• [Source passage]:
⁂

In his annual letter to shareholders, JPMorgan CEO Jamie Dimon shared his concerns about global volatility caused by the war in Ukraine, inflation, as well as consumer confidence. He also called for a “Marshall Plan” for decarbonization.

Why should we care?
Perhaps most important to fintechs, Dimon felt the need to justify his outsized spending on acquisitions and tech overhauls. JPMorgan’s expenses are slated to rise by 8% to $77B this year, including $700M in “incremental expenses” related to acquisitions. He declined to cite the cost of launching a digital consumer bank in the U.K. over the past year; ditto for JPMorgan’s new 40% stake in C6, a Brazilian neobank. “We have the talent and know-how to deliver these through cutting-edge technology, allowing us to harness the full range of these capabilities from all our businesses,” Dimon wrote. “We can apply what we have learned in our leading U.S. franchise and vice versa… We may be wrong on this one, but I like our hand.” Dimon seemed to brush off concerns about aggressive fintech competition and acquisition by focusing on larger matters at hand, playing into his role as a geopolitics guru and financial leader respected by investors and politicians alike. His prophecies on the Fed and energy costs may be spot on, but they also serve to assuage fintech-wary investors that a stable leader remains at JPMorgan’s helm.

⁂

• [Data excerpt]:
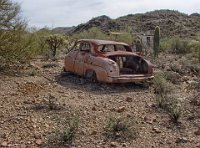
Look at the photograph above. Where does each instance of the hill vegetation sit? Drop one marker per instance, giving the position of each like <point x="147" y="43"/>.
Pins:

⁂

• [Prompt]: Reproduce, word for word, the part of the passage on Jamie Dimon's shareholder letter starting at "In his annual" and ending at "should we care?".

• [Task response]:
In his annual letter to shareholders, JPMorgan CEO Jamie Dimon shared his concerns about global volatility caused by the war in Ukraine, inflation, as well as consumer confidence. He also called for a “Marshall Plan” for decarbonization.

Why should we care?